* _Aim of the exercise_
Each line below is to be written out in full, exactly as shown.
━━━ Material for this exercise
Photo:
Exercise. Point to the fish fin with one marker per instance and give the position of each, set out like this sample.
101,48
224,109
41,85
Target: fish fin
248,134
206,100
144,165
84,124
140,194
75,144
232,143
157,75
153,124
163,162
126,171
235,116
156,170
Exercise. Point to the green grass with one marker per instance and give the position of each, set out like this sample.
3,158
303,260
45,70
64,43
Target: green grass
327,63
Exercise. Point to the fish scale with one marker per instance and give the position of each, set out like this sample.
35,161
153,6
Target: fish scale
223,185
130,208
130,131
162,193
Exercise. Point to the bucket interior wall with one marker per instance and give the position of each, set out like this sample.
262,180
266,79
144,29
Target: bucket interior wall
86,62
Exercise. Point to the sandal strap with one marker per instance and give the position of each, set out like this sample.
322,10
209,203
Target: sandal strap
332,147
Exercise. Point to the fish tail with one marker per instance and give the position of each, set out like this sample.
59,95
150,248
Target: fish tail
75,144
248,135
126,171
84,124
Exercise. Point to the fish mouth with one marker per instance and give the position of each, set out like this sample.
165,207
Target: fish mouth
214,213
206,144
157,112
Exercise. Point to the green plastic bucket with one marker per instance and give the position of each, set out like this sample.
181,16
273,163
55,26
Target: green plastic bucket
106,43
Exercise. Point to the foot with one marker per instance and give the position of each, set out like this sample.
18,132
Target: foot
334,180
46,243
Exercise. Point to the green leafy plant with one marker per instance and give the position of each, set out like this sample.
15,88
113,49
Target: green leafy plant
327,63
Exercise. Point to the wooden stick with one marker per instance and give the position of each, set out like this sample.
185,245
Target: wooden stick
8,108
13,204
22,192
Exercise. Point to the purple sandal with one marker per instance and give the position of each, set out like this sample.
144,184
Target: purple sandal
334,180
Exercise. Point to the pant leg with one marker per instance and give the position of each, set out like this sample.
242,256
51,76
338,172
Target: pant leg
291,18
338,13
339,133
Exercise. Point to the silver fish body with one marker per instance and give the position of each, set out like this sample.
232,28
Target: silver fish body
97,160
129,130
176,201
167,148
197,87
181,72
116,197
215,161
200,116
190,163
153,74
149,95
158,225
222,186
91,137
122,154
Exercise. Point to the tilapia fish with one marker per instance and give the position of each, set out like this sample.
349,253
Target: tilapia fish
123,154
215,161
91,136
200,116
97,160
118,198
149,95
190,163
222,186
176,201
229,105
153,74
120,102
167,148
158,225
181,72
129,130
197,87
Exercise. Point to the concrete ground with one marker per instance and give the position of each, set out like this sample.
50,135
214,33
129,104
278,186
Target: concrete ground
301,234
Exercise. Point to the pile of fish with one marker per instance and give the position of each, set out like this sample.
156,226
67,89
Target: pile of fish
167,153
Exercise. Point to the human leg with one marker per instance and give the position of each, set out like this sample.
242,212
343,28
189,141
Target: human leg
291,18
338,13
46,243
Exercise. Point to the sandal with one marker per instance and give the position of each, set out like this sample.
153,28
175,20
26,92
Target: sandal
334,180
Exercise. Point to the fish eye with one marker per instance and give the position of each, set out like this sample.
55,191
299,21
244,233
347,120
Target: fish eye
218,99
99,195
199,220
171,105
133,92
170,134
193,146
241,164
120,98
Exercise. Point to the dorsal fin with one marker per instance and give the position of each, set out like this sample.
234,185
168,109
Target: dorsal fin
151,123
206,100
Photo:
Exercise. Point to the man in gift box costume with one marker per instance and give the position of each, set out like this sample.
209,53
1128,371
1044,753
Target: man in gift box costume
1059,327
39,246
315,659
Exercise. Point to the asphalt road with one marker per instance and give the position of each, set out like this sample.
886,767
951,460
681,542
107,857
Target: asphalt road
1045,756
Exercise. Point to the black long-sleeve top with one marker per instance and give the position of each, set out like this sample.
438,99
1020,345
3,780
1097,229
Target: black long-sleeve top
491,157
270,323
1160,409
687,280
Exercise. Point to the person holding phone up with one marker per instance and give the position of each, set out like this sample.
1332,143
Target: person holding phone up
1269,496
━━━━━━
* _Correct output_
Photo:
Exercise. Point to the fish fin with one marker per instance and give the position of each, set out like this sample.
101,48
224,109
41,85
Target: fish fin
248,134
206,100
144,165
84,124
140,194
75,144
232,143
157,75
153,124
163,162
126,171
235,116
156,170
Exercise. Point to the green grass with one marker per instance and give the position of each, set out like this sample.
3,158
303,260
45,70
64,43
Target: green grass
327,63
Exercise. Point to the fish scale with one marker per instance and give the position of each, set out like this sample.
35,161
153,6
Target: fish scale
223,185
130,208
130,131
162,193
Exercise. Point to the bucket interior wall with one marker per instance and give the position of each, set out like this sample.
262,180
266,79
144,29
Target: bucket interior wall
86,62
Exercise. Point to the sandal strap with one marker per instance and give the position of each, set out like this sample.
322,10
209,203
Target: sandal strap
332,147
Exercise. Point to the fish tail with one marker per instance and give the position of each, set out like this sample.
59,95
150,248
Target: fish tail
75,144
248,135
126,171
84,124
Exercise. Point to the fish mouth with one marker per instance and give the position of each, set out like this sample.
165,207
Target: fish mouth
214,213
206,144
157,112
Exercise. Point to the green plastic bucket with one marker per instance and give the position of each, set out like this sample.
181,16
273,163
55,26
Target: green plastic bucket
106,43
Exercise. Point to the foot with one marker per instance and give the position of each, set out like this sample.
18,132
Target: foot
334,180
46,243
Exercise. Point to the green leafy plant with one marker per instance and give the position of each, set out like this sample.
15,88
113,49
Target: green leafy plant
327,63
Exercise. Point to the wooden stick with one marker per instance and give the position of each, set out like this sample.
185,245
Target: wooden stick
8,108
13,204
22,192
Exercise. Point to the purple sandal with one marker per instance and give the position of each, set out like this sample.
144,184
Target: purple sandal
334,180
Exercise. Point to the pant leg with one marker per instance and give the position of each, set out like this sample.
242,256
51,76
338,172
Target: pant leg
291,18
338,13
339,133
Exercise. Point to the silver fish body with one marker per instance and give the position of each, set out like this sample.
232,28
Target: silver fish body
97,160
129,130
176,201
167,148
197,87
181,72
116,197
215,161
200,116
190,163
153,74
149,95
158,225
222,186
91,137
122,154
Exercise. Point to the tilapia fish with one marker per instance and give the position of each, set out like this sample.
349,253
Target: tilapia fish
123,154
215,161
91,136
200,116
97,160
118,198
149,95
190,163
222,186
176,201
229,105
153,74
120,102
167,148
158,225
181,72
129,130
197,87
Exercise. Point to the concrete ground with one marker per instance and give the position of each, set out like this sample.
50,135
214,33
129,104
278,186
Target: concrete ground
301,234
Exercise. Point to the pile of fish with one marker per instance and give the position of each, set out like this sample.
156,226
67,89
Target: pile of fish
167,153
Exercise. Point to the human leg with one marker per instance and give the position of each, set out like this sample.
242,212
343,28
189,141
Target: human leg
291,18
338,13
46,243
Exercise. Point to the sandal with one marker per instance and give the position of each, set out like this sample.
153,28
175,20
26,92
Target: sandal
334,180
Exercise. Point to the fish eye with one marker per instance and give the position of each, set out like this sample.
55,191
299,21
244,233
347,120
Target: fish eye
218,99
99,195
199,220
171,105
133,92
170,134
193,146
241,164
120,98
Exercise. Point to the dorsal fin with one marker per instance and give the position of each, set out like this sample.
234,185
168,109
Target: dorsal fin
151,123
206,100
Photo:
Exercise. Point to the man in gift box costume with one marker per instance and give the position of each, set out like this sample.
209,53
1128,371
1044,753
Target: man in gift box costume
1059,327
39,246
315,659
Exercise. Point to the asphalt road with one marker per instance and give the position of each, set out like this sample.
886,767
951,460
681,542
107,857
Target: asphalt road
1045,756
Exercise. Point to the black long-sleeve top with one marker per instance and give the position of each, set out like this sample.
438,99
1020,345
3,780
1097,229
Target: black long-sleeve top
491,157
270,323
1160,409
687,280
Exercise. Point to the person holding phone up with one marker per instance and give the position of each, set out like this sample.
1332,143
Target: person holding phone up
1269,496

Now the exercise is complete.